◆ What to work on:
(1) Which C# grammar parsing tool is named in the discussion about finding SQL statements in PHP files?
(2) Extend the discussion about finding SQL statements in PHP files, starting right after its last sentence.

◆ Supplied text:
I used an enum containg the SQL keywords (SELECT, INSERT, ...) and basically parsed each line, iterating over the enum to determine if any SQL was present. Additionally, I had to make sure that the parser was not erroneously detecting html (for example <\select>).

For me this solution worked fine, but now I have a little more time on my hands now and have thought about refactoring the code to use a more elegant (and efficient) solution. Please limit your solutions to using C# as that is what I wrote my program in.

+1  A: 

Your solution seems fine to me. The other way would be to parse the PHP file with a Lex/Yacc parser using the grammar for PHP, there is one good C# grammar parsing tool called Coco/R http://www.ssw.uni-linz.ac.at/coco/.

However I believe if you do parse the language, you will end up consuming too much time (in development and in computing) for no additional results.

I would stick with your opportunistic approach, but test it against various PHP code and tweak it to cover all possible cases.

Vincent
+1  A: 

Maybe theres some milage in parsing text lines against the BNF for, say, SQL92, and scoring each line on how closely the fragments match the grammar.

Sounds like some heavy lifting though. Your simple approach will catch such a large percentage of real-world cases already.

Cheekysoft
+1  A: 

I do not know the specifics of variables in C# so you will have to forgive or down-vote me for using PHP but 70% of the time my SQL query goes into a variable like so

$sql = "SELECT * FROM table;";

Beyond that I am unable to think of anything you can do to improve on what you already have.

Do you take into account statements that are created over several lines and use variables within the string? (Example below)

$sql = "SELECT * FROM table WHERE fname = $fname OR snmae = $sname";
Teifion
A: 

I do not know the specifics of variables in C# so you will have to forgive or down-vote me for using PHP but 70% of the time my SQL query goes into a variable like so ..

Yeah, my original approach was to just look for the $sql vars since that is what most people use, but after testing against a few PHP apps I quickly threw that solution out because some developers use some funky variable names ...

◆ Records shown:
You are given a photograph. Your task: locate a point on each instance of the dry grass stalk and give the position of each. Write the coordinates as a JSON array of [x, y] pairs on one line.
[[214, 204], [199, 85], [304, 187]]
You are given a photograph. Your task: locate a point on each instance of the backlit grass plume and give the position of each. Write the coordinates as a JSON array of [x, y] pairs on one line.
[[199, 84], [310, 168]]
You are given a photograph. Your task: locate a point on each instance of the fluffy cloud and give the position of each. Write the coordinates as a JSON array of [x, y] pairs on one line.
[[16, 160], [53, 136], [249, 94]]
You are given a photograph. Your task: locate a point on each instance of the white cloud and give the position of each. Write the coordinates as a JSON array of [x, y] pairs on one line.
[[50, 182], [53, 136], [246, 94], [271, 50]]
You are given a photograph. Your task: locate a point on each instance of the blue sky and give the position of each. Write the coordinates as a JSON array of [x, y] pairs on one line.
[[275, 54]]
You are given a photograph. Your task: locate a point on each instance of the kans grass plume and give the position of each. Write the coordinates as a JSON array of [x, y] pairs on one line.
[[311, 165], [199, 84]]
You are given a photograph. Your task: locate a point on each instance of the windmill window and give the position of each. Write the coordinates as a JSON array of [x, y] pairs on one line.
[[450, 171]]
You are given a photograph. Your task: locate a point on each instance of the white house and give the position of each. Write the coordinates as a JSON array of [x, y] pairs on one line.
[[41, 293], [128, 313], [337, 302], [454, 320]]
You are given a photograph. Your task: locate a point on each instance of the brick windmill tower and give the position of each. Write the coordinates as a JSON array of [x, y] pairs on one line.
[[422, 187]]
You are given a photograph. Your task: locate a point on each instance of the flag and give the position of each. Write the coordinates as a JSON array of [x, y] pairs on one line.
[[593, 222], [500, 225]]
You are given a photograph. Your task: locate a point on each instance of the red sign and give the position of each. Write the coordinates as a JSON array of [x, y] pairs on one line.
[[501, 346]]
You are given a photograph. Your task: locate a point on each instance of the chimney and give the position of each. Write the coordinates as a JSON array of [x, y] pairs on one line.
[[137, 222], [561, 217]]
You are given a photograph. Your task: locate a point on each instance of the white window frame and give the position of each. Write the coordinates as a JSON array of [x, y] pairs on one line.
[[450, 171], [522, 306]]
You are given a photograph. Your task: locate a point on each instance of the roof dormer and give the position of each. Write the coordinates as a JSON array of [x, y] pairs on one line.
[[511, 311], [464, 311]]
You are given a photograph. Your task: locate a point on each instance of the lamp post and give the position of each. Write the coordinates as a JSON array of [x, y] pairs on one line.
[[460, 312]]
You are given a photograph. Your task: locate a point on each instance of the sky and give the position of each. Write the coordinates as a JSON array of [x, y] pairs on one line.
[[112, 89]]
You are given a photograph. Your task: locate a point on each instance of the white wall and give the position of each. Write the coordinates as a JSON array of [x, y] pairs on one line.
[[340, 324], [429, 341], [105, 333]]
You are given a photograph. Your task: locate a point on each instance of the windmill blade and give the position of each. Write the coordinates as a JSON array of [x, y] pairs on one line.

◆ Answers given:
(1) Coco/R

(2)
Do you take into account statements that are created over several lines and use variables within the string? (Example below)

Yep. I also attempted to handle statements that were generated conditionally, but that didn't always work so well. ;)

Magic Hat
A: 

A simple regex to detect all CRUD sql statements used with functions (assuming $script contains the whole php script)

preg_match_all('/\(\s*?"(?:SELECT|INSERT|UPDATE|DELETE) .*?"\s*?\)\s*?;/is', 
               $script, $matches);

It should match all possible SELECT, INSERT, UPDATE, DELETE statements, if they're placed within parentheses and double quotes. It's case insensetive and should match statements that span across multiple lines too.

edit #1: Regex for matching CRUD statement like string assignments;

preg_match_all('/\$\w+\s*?=\s*?"(?:SELECT|INSERT|UPDATE|DELETE) .*?"\s*?;/is', 
               $script, $matches);

edit #2:

// $variable detecting version of #1 regex
preg_match_all('/\(\s*?"(?:SELECT|INSERT|UPDATE|DELETE) .*?(?:\$\w+){1}.*?"\s*?\)\s*?;/is', 
                   $script, $matches);
Imran
+1  A: 

I would say it would be best to look for function calls instead of looking for SQL itself. Possibly modify the PHP parser to look for function calls that result in running an SQL query which is not a prepared query.